> [任务要求 a] 请根据下文节选中张守节《正义》对"火耕水耨"的解释,说明用水灌田为什么能除掉杂草而不伤稻苗。用一到两句话回答。

> [文本节选]
↓↓↓

六朝江南农业技术两题,本文主要内容关键词为:江南论文,农业技术论文,此文献不代表本站观点,内容供学术参考,文章仅供参考阅读下载。
农业的发展是六朝时期江南社会经济进步的重要基础,北方先进农业技术因黄河流域人口南迁而传入江南为六朝江南农业发展的原因,这似已成为学界的共识。但这一时期南方是否实行文献记载中的“火耕水耨”耕作方式,这一耕作方式的具体内容是什么,则学界并未达成一致意见;又北方旱作技术对六朝南方农业的影响,学人亦缺乏翔实的论证。本文就此略作讨论。
一、关于“火耕水耨”稻作技术的理解
《史记·货殖列传》叙述西汉前期长江流域农业生产落后状况时说:“总之,楚越之地,地广人希,饭稻羹鱼,或火耕而水耨。”关于“火耕水耨”,唐张守节《正义》说:“言风草下种,苗生大而草生小,以水灌之,则草死而苗无损也。耨,除草也。”同书《平准书》亦称:汉武帝时,“山东数被河灾,及岁不登数年,人或相食,方一二千里。天子怜之,诏曰:‘江南火耕水耨,令饥民得流就食江淮间,欲留,留处。’”刘宋裴骃《集解》引东汉应劭说法:“烧草,下水种稻,草与稻并生,高七八寸,因悉芟去,复下水灌之,草死,独稻长,所谓火耕水耨也。”从文意上看,“火耕水耨”是一种当时南方普遍采用的同时也是粗放的稻作生产方式。《盐铁论·通有篇》亦说荆扬地区“伐木而树谷,燔莱而播粟,火耕而水耨”。

↑↑↑

> [任务要求 b] 把下面的全部列表改写成两列 CSV,列名为"任务"和"答案",每条标注要求占一行。要求文字和答案各放进一个带引号的字段,字段内的换行改为空格,图片不要写进结果。

> [所给材料]
↓↓↓

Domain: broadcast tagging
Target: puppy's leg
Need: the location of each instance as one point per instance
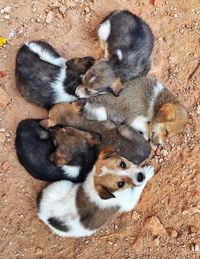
(137, 191)
(80, 65)
(104, 47)
(47, 123)
(43, 134)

↑↑↑

> [书面回答 a] 因为播种后稻苗长得大,杂草长得小,用水灌溉时杂草被淹死,稻苗却不受损害。

> [书面回答 b]
任务,答案
"Domain: broadcast tagging Target: puppy's leg Need: the location of each instance as one point per instance","(137, 191) (80, 65) (104, 47) (47, 123) (43, 134)"